··· Input for this task

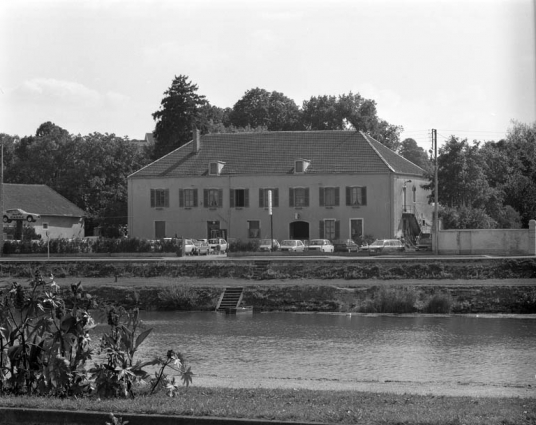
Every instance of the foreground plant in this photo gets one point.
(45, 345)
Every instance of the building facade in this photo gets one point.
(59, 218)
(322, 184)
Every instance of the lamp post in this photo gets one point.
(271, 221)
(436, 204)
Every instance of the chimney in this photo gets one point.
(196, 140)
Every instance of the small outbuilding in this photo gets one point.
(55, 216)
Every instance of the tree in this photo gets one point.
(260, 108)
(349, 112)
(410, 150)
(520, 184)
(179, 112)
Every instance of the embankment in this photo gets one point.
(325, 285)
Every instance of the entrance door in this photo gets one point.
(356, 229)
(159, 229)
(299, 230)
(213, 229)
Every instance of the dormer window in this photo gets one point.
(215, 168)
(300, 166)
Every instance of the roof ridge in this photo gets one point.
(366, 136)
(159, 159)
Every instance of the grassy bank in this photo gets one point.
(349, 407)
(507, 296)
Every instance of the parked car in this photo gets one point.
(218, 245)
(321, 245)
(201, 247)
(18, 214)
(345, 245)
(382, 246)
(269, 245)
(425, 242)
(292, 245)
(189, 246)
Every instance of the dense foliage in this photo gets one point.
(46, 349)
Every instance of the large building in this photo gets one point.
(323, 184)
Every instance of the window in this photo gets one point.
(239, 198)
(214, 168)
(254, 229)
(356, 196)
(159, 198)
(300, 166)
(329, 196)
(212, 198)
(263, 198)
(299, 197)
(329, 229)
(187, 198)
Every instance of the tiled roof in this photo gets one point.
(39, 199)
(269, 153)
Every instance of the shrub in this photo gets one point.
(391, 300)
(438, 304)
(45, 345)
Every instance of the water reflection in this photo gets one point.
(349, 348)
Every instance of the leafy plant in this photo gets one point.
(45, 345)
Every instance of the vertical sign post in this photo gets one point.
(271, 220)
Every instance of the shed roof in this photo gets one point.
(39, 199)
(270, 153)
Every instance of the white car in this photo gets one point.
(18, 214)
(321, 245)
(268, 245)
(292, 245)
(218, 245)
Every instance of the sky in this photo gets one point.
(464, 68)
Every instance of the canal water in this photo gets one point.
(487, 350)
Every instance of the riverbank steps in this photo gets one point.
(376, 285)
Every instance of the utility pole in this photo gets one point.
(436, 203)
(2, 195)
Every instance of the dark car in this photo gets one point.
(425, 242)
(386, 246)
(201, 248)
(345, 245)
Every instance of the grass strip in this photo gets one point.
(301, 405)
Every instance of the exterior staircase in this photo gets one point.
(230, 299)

······
··· Input for this task

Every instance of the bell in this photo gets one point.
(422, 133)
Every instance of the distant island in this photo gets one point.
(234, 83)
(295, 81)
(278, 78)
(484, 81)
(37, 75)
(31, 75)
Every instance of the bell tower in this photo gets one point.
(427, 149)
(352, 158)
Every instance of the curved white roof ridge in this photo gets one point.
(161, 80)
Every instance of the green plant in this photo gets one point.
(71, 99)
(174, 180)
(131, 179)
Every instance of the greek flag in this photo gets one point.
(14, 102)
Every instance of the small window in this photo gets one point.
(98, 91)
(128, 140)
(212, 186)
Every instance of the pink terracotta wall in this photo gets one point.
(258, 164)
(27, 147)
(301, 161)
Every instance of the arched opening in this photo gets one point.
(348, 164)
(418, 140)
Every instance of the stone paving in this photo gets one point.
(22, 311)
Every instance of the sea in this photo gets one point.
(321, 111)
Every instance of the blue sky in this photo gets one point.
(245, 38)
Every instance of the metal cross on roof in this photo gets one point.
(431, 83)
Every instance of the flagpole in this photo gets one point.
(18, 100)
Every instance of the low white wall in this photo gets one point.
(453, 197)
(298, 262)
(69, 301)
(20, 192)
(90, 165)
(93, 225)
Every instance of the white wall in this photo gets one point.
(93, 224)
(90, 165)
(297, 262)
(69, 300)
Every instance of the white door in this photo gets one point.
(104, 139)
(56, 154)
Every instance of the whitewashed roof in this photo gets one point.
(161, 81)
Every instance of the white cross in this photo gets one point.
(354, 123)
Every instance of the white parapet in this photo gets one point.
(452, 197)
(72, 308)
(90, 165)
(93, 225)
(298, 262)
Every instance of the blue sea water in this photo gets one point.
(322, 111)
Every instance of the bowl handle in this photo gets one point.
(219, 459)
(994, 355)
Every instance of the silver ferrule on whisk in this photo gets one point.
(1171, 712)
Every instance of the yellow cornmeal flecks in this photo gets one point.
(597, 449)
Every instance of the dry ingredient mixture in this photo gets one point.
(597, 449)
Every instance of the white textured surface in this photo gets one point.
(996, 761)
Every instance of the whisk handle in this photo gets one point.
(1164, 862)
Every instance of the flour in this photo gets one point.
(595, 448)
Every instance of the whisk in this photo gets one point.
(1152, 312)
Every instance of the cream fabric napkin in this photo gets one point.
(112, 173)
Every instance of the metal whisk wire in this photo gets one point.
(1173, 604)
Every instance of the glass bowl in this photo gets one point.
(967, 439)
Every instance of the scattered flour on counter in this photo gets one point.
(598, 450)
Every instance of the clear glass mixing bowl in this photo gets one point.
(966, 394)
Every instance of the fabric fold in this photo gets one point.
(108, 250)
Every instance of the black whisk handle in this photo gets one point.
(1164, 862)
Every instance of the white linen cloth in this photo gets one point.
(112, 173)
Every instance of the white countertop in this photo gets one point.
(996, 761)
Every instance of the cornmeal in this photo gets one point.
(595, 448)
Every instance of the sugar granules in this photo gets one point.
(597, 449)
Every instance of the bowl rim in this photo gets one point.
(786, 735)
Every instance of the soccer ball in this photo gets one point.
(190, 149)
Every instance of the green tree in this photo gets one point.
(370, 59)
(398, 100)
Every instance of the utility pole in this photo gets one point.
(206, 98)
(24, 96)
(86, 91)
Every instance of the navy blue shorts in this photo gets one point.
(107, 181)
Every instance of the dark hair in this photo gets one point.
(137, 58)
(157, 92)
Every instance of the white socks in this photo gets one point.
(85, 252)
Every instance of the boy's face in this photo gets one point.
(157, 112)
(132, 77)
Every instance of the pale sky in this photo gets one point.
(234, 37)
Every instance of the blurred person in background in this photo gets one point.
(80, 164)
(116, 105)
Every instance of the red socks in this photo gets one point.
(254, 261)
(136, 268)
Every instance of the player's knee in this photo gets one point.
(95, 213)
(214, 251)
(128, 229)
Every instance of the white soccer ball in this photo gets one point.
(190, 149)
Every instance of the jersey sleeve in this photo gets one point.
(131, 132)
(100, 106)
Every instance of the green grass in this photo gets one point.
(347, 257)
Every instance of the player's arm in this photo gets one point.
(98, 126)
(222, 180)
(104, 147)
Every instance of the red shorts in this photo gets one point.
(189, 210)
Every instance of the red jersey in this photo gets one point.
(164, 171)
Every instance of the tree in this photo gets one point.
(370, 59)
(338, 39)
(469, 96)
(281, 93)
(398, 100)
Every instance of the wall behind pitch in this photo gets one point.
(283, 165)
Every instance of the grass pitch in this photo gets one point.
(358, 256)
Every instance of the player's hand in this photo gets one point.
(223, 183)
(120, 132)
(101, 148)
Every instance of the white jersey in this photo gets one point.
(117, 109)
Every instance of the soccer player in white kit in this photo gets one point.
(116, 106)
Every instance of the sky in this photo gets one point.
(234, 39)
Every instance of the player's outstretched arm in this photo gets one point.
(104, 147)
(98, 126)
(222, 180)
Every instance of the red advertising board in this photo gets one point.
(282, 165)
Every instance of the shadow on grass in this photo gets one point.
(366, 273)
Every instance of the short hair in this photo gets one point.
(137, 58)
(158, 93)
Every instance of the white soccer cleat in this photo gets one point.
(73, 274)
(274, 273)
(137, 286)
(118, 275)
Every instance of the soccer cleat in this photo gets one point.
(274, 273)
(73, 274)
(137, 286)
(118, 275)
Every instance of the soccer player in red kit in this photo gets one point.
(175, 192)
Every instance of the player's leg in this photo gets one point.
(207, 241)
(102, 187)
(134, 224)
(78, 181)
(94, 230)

······

Return every line of the entries above that contains the word "handle".

Every instance of the bowl handle in this photo gets one point.
Every instance of the whisk handle in this photo gets one point.
Every instance of the black whisk handle in this photo gets one point.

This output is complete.